▶ Instruction
Extract each line below that contains the word "black".

▶ Supplied material
◆ ◆ ◆ ◆ ◆
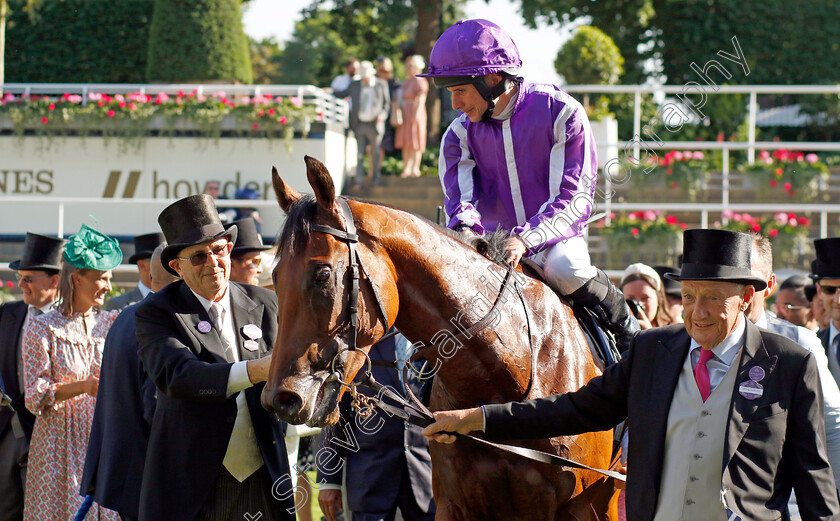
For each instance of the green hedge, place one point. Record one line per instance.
(78, 41)
(198, 41)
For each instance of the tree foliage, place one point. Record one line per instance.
(590, 58)
(198, 41)
(78, 41)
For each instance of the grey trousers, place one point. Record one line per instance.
(232, 500)
(14, 453)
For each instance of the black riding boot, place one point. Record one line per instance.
(599, 292)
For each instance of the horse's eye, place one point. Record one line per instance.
(322, 275)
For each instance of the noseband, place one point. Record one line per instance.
(349, 236)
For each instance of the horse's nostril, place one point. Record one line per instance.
(287, 402)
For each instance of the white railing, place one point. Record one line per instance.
(334, 110)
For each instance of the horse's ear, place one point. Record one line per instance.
(321, 182)
(286, 195)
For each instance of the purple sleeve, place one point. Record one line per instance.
(573, 170)
(457, 171)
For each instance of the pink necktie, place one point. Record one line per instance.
(701, 373)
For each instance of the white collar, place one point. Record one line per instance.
(224, 302)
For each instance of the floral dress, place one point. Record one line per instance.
(57, 350)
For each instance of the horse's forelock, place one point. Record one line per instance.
(295, 234)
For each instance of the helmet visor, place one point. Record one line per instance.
(443, 82)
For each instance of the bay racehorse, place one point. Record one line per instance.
(431, 285)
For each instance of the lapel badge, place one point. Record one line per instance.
(204, 326)
(751, 390)
(252, 331)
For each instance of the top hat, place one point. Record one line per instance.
(669, 286)
(40, 253)
(827, 263)
(717, 255)
(190, 221)
(144, 246)
(249, 239)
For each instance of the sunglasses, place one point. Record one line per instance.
(200, 258)
(29, 280)
(829, 290)
(252, 263)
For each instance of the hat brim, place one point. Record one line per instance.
(140, 255)
(758, 283)
(171, 251)
(15, 265)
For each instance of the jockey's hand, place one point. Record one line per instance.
(461, 421)
(330, 503)
(515, 249)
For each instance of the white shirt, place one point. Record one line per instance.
(238, 377)
(724, 353)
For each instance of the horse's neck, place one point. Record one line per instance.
(445, 287)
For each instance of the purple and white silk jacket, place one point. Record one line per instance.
(533, 174)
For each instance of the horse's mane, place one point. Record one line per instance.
(295, 233)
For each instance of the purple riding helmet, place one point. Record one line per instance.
(468, 51)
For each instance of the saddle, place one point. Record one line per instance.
(602, 343)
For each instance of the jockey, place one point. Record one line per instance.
(521, 157)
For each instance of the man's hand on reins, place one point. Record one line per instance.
(462, 421)
(515, 248)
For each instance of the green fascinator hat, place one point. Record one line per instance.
(93, 250)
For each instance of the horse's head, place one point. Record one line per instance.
(313, 280)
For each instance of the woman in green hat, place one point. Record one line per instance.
(62, 355)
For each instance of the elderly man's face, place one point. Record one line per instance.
(713, 309)
(210, 278)
(828, 292)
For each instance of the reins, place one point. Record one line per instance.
(414, 411)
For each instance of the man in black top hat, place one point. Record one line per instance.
(144, 246)
(37, 274)
(671, 288)
(825, 270)
(731, 415)
(245, 258)
(214, 453)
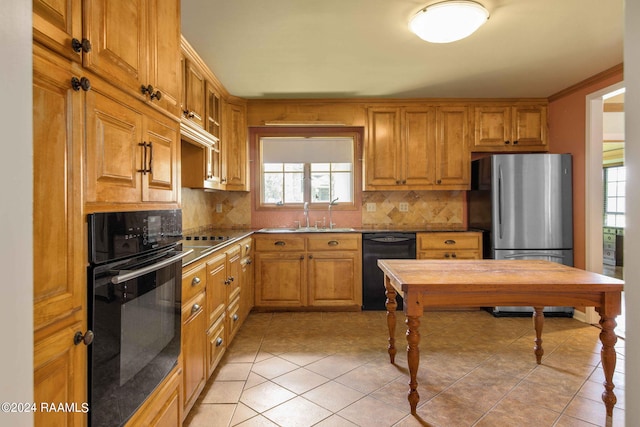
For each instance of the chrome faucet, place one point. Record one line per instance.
(332, 203)
(306, 213)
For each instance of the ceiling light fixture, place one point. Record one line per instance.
(448, 21)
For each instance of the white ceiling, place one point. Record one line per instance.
(363, 48)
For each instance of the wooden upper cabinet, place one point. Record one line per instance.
(56, 23)
(510, 128)
(131, 152)
(419, 145)
(194, 93)
(235, 148)
(418, 148)
(165, 74)
(132, 44)
(382, 149)
(452, 157)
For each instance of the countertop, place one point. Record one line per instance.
(209, 241)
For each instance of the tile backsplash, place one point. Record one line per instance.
(428, 210)
(200, 210)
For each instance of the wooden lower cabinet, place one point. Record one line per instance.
(60, 375)
(319, 270)
(194, 323)
(449, 245)
(211, 316)
(216, 344)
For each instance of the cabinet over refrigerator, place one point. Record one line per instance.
(523, 202)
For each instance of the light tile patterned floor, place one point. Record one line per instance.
(332, 369)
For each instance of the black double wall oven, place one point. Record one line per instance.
(134, 278)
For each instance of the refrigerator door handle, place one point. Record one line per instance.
(500, 195)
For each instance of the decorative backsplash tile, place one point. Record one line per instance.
(199, 210)
(429, 210)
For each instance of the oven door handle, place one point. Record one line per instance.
(149, 269)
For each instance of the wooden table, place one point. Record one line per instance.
(488, 283)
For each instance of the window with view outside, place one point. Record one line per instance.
(614, 196)
(315, 170)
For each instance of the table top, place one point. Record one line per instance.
(495, 275)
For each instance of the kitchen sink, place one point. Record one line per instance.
(305, 230)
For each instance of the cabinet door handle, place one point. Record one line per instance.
(82, 83)
(150, 145)
(86, 339)
(78, 46)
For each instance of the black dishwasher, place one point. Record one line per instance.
(382, 245)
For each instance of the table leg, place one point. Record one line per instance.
(391, 319)
(538, 323)
(608, 357)
(413, 358)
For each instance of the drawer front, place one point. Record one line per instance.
(246, 246)
(449, 241)
(279, 243)
(334, 242)
(193, 307)
(193, 281)
(216, 344)
(449, 254)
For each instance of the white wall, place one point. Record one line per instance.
(632, 229)
(16, 283)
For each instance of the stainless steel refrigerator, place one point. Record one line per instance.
(523, 203)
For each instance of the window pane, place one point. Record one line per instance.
(293, 188)
(342, 184)
(294, 167)
(320, 167)
(320, 190)
(272, 167)
(272, 188)
(345, 167)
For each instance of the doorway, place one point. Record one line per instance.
(595, 194)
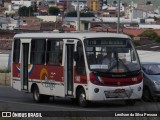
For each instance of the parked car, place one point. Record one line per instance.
(151, 80)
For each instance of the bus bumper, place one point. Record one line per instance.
(99, 93)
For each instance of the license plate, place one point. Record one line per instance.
(118, 93)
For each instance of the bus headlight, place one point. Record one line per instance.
(139, 88)
(96, 90)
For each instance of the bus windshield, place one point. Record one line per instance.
(112, 55)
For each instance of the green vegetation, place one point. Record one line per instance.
(54, 10)
(82, 14)
(153, 36)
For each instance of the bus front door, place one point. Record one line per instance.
(69, 69)
(24, 67)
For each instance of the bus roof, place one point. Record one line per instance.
(69, 35)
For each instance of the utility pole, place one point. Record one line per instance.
(78, 16)
(118, 18)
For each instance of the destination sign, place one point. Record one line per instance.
(106, 41)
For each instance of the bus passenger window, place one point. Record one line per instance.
(38, 47)
(16, 51)
(80, 64)
(54, 52)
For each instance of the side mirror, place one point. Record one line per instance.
(133, 57)
(76, 56)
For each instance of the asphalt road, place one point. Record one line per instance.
(13, 100)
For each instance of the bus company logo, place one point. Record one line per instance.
(30, 68)
(43, 75)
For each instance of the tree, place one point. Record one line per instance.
(25, 11)
(54, 11)
(152, 35)
(114, 2)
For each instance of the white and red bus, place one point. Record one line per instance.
(74, 65)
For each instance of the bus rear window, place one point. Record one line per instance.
(16, 51)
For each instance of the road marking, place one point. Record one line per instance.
(75, 109)
(154, 47)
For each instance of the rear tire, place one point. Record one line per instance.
(36, 95)
(130, 102)
(82, 98)
(146, 96)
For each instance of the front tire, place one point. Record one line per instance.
(39, 97)
(82, 98)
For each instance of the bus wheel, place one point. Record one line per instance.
(36, 95)
(130, 102)
(146, 96)
(82, 98)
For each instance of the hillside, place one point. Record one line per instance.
(154, 2)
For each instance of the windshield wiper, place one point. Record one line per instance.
(124, 65)
(117, 64)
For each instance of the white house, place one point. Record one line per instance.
(23, 3)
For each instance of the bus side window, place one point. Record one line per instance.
(38, 47)
(80, 63)
(54, 52)
(16, 50)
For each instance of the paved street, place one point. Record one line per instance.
(11, 99)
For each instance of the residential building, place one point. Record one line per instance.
(50, 26)
(50, 18)
(82, 5)
(23, 3)
(94, 5)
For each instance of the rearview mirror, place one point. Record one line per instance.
(76, 56)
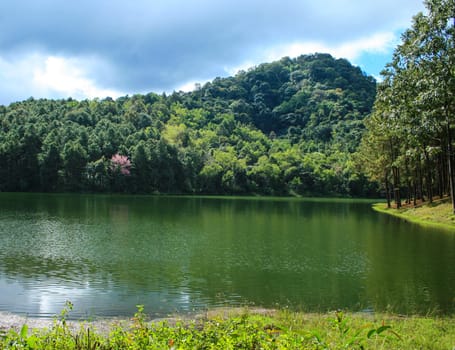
◆ ◆ ◆ ◆ ◆
▶ Response to this task
For each instance of the black riding boot, place one point. Record one line per instance.
For each instance of the man in black top hat, place one point. Record one line per instance.
For each instance of the black double wall oven, place one point. Record one line per instance.
For each instance of the black dishwasher, place one point. Record one line per instance.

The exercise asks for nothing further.